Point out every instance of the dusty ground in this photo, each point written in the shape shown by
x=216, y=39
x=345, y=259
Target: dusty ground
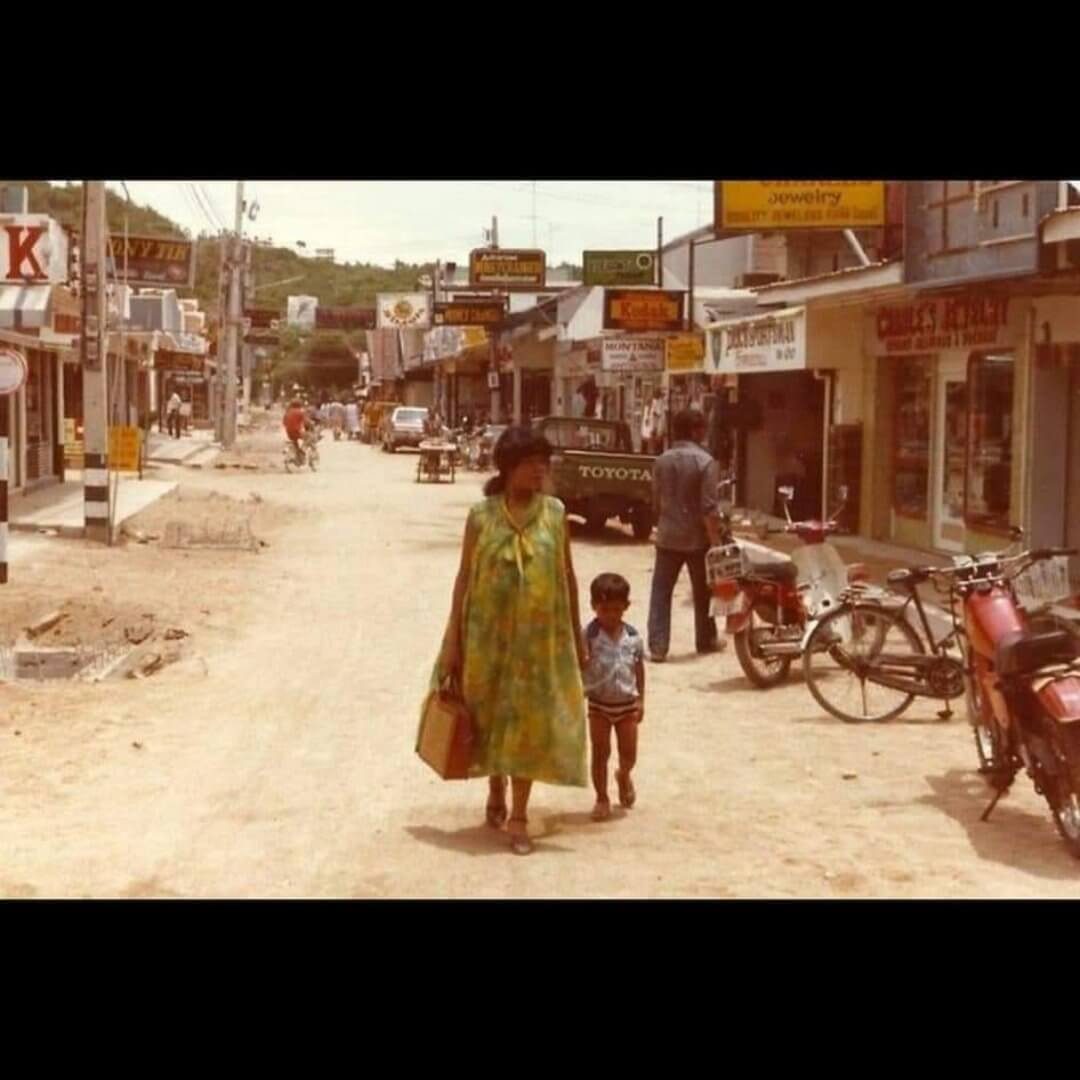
x=277, y=758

________________

Your assignment |
Extract the full listing exactly, with the pictures left out.

Result of the exercise |
Point out every instance of the dusty ground in this photo, each point written in the shape shown by
x=216, y=39
x=345, y=259
Target: dusty ground
x=277, y=758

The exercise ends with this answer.